**Natural-language object grounding data**.
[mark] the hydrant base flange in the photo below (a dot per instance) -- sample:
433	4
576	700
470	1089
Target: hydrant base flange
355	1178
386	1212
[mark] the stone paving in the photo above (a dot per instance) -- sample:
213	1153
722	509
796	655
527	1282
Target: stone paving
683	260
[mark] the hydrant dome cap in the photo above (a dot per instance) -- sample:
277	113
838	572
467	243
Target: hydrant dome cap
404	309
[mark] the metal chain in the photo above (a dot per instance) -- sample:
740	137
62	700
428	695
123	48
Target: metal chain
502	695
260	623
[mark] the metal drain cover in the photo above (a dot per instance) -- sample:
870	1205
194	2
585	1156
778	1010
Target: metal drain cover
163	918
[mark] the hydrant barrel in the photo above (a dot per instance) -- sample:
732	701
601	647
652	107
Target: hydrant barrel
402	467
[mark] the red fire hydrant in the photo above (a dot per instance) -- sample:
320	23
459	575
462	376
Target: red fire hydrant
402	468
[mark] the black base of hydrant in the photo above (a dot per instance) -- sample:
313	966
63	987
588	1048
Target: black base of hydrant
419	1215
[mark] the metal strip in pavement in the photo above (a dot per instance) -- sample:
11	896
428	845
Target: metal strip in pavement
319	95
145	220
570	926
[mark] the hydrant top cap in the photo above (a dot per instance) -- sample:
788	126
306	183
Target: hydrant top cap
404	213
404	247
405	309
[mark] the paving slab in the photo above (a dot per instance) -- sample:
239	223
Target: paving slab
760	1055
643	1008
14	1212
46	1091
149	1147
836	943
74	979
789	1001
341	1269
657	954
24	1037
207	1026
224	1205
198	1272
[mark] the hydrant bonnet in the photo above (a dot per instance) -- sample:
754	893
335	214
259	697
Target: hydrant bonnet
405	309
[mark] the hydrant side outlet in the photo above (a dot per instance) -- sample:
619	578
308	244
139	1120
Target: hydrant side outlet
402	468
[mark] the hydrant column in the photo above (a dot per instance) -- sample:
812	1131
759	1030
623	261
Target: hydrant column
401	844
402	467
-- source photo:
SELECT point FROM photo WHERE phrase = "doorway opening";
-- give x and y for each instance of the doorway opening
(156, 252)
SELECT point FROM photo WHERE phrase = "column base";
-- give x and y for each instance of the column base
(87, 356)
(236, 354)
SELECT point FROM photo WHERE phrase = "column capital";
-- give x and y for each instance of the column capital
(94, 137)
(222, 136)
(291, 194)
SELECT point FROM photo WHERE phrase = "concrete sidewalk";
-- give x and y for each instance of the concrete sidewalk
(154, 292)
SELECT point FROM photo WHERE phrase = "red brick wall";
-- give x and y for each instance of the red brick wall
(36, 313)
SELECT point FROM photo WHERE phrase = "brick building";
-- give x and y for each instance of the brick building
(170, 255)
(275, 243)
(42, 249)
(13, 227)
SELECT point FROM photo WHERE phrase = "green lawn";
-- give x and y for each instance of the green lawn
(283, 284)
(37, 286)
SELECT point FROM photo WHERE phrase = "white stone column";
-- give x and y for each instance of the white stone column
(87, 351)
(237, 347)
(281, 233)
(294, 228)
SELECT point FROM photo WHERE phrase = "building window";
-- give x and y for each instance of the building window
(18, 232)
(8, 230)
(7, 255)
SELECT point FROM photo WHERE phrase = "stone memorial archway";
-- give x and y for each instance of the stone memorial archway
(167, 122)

**What you should do**. Could you state how many lines of the records contain "point"? Give the number and nothing else.

**Exercise answer**. 10